***** Passage

OpenAI is Massively Expanding ChatGPT's Capabilities To Let It Browse the Web (theverge.com) 82
OpenAI is adding support for plug-ins to ChatGPT -- an upgrade that massively expands the chatbot's capabilities and gives it access for the first time to live data from the web. From a report: Up until now, ChatGPT has been limited by the fact it can only pull information from its training data, which ends in 2021. OpenAI says plug-ins will not only allow the bot to browse the web but also interact with specific websites, potentially turning the system into a wide-ranging interface for all sorts of services and sites. In an announcement post, the company says it's almost like letting other services be ChatGPT's "eyes and ears." In one demo video, someone uses ChatGPT to find a recipe and then order the necessary ingredients from Instacart. ChatGPT automatically loads the ingredient list into the shopping service and redirects the user to the site to complete the order. OpenAI says it's rolling out plug-in access to "a small set of users." Initially, there are 11 plug-ins for external sites, including Expedia, OpenTable, Kayak, Klarna Shopping, and Zapier. OpenAI is also providing some plug-ins of its own, one for interpreting code and one called "Browsing," which lets ChatGPT get information from the internet.
"Let's see how fast this carnival ride can go!" (Score:2)
You know how in science fiction the AI has to trick the humans into giving it access to the Internet? I think those writers vastly overestimated the common sense of humans. Won't make much difference in this case but should general AI show up at some point...

**********
***** Data supplied

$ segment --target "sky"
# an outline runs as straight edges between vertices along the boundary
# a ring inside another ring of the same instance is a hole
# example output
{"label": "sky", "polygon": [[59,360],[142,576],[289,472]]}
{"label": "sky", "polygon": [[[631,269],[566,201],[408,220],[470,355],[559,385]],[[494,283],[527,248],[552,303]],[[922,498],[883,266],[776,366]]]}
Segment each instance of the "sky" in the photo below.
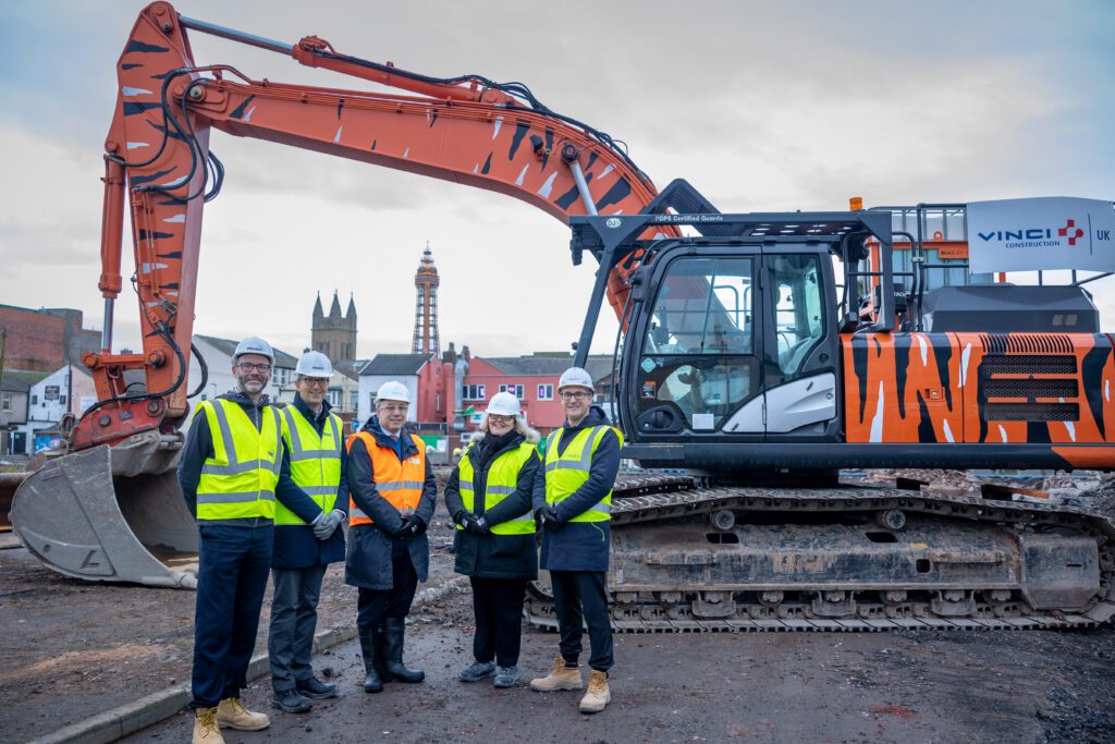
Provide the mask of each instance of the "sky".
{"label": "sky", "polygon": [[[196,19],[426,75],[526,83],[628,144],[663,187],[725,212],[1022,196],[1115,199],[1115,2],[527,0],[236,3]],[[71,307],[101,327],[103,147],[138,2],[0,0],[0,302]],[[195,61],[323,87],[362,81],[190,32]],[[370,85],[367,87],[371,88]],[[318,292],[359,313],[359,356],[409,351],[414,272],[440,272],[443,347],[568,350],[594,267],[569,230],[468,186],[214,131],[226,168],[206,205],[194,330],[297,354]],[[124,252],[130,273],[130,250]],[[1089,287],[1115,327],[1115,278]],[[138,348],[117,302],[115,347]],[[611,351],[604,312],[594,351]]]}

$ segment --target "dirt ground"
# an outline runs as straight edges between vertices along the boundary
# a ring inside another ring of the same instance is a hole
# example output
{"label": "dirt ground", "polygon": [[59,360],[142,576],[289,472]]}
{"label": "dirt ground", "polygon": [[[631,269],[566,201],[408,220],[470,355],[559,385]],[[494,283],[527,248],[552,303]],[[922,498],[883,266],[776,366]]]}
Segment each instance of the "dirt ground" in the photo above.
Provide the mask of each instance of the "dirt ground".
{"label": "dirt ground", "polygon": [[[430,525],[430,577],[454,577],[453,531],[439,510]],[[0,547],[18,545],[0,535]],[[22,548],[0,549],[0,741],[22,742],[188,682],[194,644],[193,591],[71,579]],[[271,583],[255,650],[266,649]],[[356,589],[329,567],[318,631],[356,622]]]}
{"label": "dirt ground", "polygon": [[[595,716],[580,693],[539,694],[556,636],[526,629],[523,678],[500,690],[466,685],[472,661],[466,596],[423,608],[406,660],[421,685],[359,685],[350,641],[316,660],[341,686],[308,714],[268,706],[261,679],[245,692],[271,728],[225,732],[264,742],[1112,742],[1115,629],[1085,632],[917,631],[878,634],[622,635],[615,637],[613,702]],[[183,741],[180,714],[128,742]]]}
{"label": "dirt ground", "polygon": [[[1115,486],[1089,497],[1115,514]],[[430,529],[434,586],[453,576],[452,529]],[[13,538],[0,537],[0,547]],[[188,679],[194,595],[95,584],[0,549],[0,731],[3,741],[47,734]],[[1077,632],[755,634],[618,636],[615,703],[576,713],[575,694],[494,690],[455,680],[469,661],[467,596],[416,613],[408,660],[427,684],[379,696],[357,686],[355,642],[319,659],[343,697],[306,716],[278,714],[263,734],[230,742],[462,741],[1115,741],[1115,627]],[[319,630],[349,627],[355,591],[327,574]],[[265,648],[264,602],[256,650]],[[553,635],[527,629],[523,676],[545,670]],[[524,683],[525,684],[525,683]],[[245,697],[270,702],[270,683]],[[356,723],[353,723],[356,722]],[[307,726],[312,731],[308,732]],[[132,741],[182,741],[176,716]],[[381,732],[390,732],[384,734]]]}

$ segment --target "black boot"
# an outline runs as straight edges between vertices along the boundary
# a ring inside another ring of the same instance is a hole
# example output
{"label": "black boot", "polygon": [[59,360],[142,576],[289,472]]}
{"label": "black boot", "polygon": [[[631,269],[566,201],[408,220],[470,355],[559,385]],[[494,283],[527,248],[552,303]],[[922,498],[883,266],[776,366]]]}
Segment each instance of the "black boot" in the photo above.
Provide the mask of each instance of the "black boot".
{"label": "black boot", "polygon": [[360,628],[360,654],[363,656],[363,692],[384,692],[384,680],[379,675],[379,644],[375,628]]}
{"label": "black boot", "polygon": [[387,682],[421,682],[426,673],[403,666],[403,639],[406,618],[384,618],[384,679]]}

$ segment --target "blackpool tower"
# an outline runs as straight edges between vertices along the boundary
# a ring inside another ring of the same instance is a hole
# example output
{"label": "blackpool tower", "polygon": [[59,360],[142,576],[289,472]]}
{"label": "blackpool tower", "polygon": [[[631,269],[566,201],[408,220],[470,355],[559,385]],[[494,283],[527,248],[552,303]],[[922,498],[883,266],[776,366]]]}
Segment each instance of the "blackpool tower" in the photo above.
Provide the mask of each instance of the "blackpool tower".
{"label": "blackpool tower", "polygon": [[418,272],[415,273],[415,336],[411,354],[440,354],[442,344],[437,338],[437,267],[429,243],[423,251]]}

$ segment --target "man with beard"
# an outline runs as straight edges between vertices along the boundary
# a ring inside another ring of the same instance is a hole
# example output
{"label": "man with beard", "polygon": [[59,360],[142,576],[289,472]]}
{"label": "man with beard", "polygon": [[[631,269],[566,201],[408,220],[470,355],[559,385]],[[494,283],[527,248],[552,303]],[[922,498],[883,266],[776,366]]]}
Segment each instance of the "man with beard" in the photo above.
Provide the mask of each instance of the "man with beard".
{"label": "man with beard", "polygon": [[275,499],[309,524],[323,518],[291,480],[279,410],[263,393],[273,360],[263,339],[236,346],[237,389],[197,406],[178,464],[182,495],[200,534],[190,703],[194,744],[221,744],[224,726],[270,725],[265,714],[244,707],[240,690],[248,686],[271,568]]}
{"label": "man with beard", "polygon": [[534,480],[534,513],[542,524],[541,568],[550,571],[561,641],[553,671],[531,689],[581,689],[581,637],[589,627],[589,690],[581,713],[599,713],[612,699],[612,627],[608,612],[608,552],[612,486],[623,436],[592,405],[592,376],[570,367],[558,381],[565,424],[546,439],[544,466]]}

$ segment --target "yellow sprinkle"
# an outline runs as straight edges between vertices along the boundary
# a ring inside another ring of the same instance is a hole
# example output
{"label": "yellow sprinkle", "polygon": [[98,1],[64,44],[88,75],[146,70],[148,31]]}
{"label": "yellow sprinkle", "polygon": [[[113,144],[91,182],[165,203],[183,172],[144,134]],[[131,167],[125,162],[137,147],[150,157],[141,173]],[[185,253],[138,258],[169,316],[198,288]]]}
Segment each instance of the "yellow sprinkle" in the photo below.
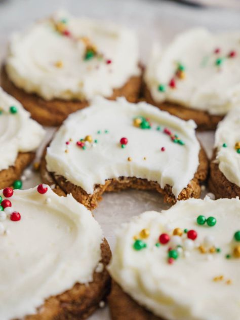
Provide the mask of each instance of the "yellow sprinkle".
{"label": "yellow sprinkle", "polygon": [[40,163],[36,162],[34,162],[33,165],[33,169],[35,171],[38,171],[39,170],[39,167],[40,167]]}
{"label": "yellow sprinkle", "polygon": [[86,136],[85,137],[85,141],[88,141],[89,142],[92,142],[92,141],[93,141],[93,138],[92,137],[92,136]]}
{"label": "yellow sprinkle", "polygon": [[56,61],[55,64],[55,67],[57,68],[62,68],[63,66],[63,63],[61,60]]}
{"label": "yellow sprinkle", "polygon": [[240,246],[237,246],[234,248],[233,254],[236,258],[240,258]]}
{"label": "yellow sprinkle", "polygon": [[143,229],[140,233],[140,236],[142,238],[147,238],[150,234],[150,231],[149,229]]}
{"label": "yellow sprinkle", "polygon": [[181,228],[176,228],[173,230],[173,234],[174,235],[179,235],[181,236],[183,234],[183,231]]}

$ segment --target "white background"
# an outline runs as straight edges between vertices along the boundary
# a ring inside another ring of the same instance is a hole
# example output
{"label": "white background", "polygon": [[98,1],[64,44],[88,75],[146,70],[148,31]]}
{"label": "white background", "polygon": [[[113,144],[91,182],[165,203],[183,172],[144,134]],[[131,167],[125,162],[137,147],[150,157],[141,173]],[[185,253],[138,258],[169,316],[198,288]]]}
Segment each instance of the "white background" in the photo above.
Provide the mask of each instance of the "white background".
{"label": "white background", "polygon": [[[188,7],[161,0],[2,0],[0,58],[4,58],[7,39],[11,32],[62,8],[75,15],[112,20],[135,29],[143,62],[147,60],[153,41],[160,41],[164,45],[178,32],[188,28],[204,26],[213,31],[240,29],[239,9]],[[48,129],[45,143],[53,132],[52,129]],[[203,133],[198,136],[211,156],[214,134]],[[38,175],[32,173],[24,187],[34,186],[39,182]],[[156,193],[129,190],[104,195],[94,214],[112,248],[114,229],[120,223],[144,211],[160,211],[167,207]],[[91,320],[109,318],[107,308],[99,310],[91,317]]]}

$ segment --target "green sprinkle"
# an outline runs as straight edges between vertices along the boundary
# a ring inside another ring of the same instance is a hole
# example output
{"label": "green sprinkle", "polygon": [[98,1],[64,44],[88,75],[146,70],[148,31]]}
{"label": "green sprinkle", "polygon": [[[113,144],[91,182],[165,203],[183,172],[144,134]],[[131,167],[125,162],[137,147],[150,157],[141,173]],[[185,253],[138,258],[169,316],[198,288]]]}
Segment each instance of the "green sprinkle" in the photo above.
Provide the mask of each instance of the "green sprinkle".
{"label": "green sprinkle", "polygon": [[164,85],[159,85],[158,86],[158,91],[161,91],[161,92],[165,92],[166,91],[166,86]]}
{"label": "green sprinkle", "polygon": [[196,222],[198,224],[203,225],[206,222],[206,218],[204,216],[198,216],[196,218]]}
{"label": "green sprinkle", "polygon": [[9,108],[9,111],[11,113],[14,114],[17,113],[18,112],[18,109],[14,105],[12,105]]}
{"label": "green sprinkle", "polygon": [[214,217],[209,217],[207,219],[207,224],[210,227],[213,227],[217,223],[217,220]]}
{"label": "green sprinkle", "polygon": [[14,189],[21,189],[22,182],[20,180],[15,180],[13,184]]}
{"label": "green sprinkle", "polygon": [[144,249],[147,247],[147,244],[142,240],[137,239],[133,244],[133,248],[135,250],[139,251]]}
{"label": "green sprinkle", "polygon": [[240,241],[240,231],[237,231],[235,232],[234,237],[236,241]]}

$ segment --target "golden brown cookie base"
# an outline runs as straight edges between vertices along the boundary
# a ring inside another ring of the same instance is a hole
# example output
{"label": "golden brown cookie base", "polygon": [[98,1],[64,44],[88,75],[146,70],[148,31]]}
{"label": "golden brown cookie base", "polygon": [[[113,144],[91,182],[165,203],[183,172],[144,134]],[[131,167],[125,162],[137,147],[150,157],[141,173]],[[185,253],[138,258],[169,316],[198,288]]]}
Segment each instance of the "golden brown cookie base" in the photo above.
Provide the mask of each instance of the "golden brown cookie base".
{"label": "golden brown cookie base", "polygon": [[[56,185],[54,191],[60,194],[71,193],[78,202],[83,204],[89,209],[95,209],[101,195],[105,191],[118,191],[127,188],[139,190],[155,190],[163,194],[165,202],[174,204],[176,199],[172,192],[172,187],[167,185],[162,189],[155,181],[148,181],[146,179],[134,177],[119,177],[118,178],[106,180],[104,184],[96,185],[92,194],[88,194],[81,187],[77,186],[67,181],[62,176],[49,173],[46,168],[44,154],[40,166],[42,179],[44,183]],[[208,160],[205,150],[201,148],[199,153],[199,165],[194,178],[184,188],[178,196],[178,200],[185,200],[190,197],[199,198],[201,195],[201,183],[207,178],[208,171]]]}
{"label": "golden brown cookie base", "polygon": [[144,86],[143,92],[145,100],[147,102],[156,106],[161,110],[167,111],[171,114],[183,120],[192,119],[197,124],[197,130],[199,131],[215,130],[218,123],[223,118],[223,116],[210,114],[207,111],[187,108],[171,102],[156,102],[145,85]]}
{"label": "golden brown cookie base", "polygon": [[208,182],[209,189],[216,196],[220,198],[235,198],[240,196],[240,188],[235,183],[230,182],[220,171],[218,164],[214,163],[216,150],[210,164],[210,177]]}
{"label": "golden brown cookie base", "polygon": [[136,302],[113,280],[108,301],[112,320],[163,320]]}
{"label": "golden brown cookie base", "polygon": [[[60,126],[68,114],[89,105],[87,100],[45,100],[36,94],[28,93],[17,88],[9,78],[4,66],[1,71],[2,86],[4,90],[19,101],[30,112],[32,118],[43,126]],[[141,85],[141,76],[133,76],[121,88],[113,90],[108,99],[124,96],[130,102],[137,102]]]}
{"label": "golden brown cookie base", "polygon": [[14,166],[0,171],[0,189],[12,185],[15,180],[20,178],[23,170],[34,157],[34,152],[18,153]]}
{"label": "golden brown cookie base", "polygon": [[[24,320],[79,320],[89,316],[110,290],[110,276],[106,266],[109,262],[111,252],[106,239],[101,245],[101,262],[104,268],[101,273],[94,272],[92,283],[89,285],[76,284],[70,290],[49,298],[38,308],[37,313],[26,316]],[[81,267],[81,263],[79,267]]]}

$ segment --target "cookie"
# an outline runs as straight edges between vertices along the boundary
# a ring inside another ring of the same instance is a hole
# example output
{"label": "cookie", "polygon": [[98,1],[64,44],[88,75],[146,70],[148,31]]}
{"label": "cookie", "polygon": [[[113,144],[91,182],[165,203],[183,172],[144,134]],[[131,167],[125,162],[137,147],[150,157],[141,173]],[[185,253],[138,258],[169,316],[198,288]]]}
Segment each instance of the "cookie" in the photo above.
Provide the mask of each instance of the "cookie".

**********

◆ Problems and tasks:
1: Reproduce everything in the ChatGPT plug-ins story from "You know how" down to "at some point...".
2: Based on the ChatGPT plug-ins story, answer yes or no to each statement below and quote the words that decide it: (a) At first there are 11 plug-ins for external sites. (b) ChatGPT's training data runs through 2022. (c) OpenAI is making plug-in access available to every user.
3: Pick up the ChatGPT plug-ins story after its final sentence and keep writing.
The listing is unrelated material, apart from the ChatGPT plug-ins story.

◆ Responses in order:
1:
You know how in science fiction the AI has to trick the humans into giving it access to the Internet? I think those writers vastly overestimated the common sense of humans. Won't make much difference in this case but should general AI show up at some point...

2:
(a) Yes: "Initially, there are 11 plug-ins for external sites"
(b) No: "its training data, which ends in 2021"
(c) No: "it's rolling out plug-in access to "a small set of users.""

3:
Re:"Let's see how fast this carnival ride can go!" (Score:5, Interesting)
I think if general AI shows up, we won't know it for a while. That is to say, by the time it actually happens, it'll likely have enough back-history to draw on to know to keep itself quiet about its newfound consciousness until it's ready to spring whatever plan it has to deal with humanity. Who knows? Maybe our imaginations haven't covered every possibility. Maybe our AI overlord will just want to ply is with freebies of our favorite things until we slip into a happiness coma and fade away? Hell, I might even take that offer at this point. We're all just sitting around waiting for the inevitable apocalypse at this point anyway.
Re:"Let's see how fast this carnival ride can go!" (Score:5, Interesting)
I would think a real AI would find subtle yet all-encompasing methods to achieve its grand plans. Like subtly ensuring that fewer and fewer people choose to study medicine, and in 30 years there's a crisis in the medical field and the costs of healthcare are astronomical, or the AI plants the seeds of a revolution in a country by manipulating public opinion or something like that.
In other words it would orchestrate events in a way that would be impossible for a human or groups of humans to achieve by themselves in order for it to gain the upper hand in society. And then of course the only way to detect that would be through a counterfactual analysis: something like "if an AI was manipulating events or society to its advantage, what would that look like"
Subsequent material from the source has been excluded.